Texto para leitura
Em quase um ano, máscaras, álcool em gel, redes sociais, distanciamento e isolamento social, aplicativos de vídeo, ausência e todos os sentimentos envolvidos no contexto da pandemia do novo coronavírus passaram a integrar o cotidiano do ser humano. Mas também foram transformados em linguagens artísticas. Afinal, contextos epidêmicos e de calamidade pública pautaram e influenciaram a cultura e as artes plásticas também em outros momentos da história.
“Talvez como uma forma de pontuar o seu tempo, mas também de deixar um legado para a posteridade, muitos artistas visuais, e de outras áreas, produziram projetos e materiais pensando essas circunstâncias”, conta a curadora e professora da Universidade de Brasília (UnB) Cinara Barbosa. Logo no início da pandemia, Cinara se envolveu em dois projetos de extensão dentro da UnB, que provocaram e deram visibilidade para a produção em tempos de pandemia. “Acho que uma das coisas que acabou me estimulando, além da demanda da própria universidade, foi localizar naquele momento o que era uma certa discussão sobre a importância da arte, no que seria uma espécie de fôlego dentro das circunstâncias de confinamento”, detalha.

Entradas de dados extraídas
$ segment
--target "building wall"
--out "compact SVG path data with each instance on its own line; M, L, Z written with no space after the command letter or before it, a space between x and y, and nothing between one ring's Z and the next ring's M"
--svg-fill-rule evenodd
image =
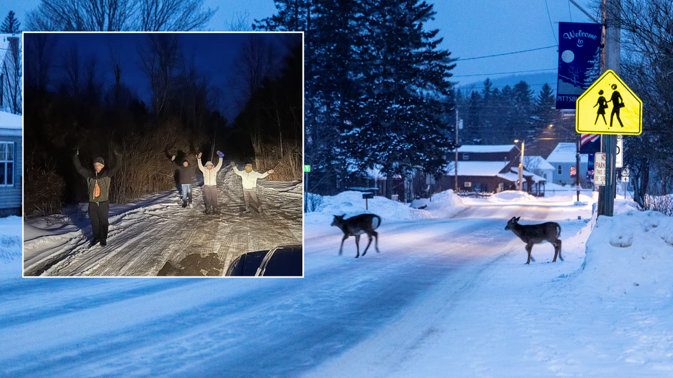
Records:
M14 142L14 185L12 187L0 187L0 209L21 208L21 180L23 175L23 156L21 154L21 137L3 136L0 134L0 141L4 142ZM3 212L5 213L5 212ZM19 215L21 214L19 211Z
M553 161L549 162L549 164L554 166L554 184L566 184L572 185L575 183L575 178L571 178L570 177L570 167L571 166L574 167L575 163L555 163ZM558 166L561 166L561 174L558 174ZM580 182L584 183L586 182L586 162L580 163Z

Problemas e tarefas
1. Copie do texto sobre arte na pandemia o trecho que vai de "Em quase um" até "momentos da história.".
2. Diga se cada afirmação abaixo está de acordo com o texto sobre arte na pandemia. Responda sim ou não e cite as palavras do texto que decidem a questão.
(a) Cinara Barbosa é professora da Universidade de Brasília.
(b) No início da pandemia, Cinara se envolveu em três projetos de extensão na UnB.
(c) Segundo o texto, contextos epidêmicos influenciaram as artes plásticas também em outros momentos da história.
3. Continue o texto sobre arte na pandemia a partir do ponto em que ele termina.

Respostas por tarefa
1.
Em quase um ano, máscaras, álcool em gel, redes sociais, distanciamento e isolamento social, aplicativos de vídeo, ausência e todos os sentimentos envolvidos no contexto da pandemia do novo coronavírus passaram a integrar o cotidiano do ser humano. Mas também foram transformados em linguagens artísticas. Afinal, contextos epidêmicos e de calamidade pública pautaram e influenciaram a cultura e as artes plásticas também em outros momentos da história.

2.
(a) Sim: "a curadora e professora da Universidade de Brasília (UnB) Cinara Barbosa".
(b) Não: "Cinara se envolveu em dois projetos de extensão dentro da UnB".
(c) Sim: "contextos epidêmicos e de calamidade pública pautaram e influenciaram a cultura e as artes plásticas também em outros momentos da história".

3.
A curadora encontrou experiências diversas, de trabalhos que foram feitos a partir dos materiais que entraram em circulação, como máscaras, frases de efeito e palavras de ordem. “As dinâmicas ocorreram de uma forma muito plural. A pandemia também estimulou uma série de necessidades, de organização por parte do artista. Acho que esses trabalhos que retratam o que estamos vivendo, podem ainda estar atrelados às produções estimuladas em editais de emergência, que colocaram o tema de uma maneira muito forte e preponderante”, avalia.
Se, em um primeiro momento, a experiência era de completo confinamento, agora, existe um trânsito, mesmo que com muito resguardo. “Já vejo uma tentativa de como a gente vai lidar com esses protocolos. A dinâmica das redes sociais, por exemplo, trouxe muita experiência e muita coisa será mantida, mas a gente vai vir com muita necessidade de encontro”, descreve Cinara. “Vamos recriar ou já estamos recriando esses modos de encontro”.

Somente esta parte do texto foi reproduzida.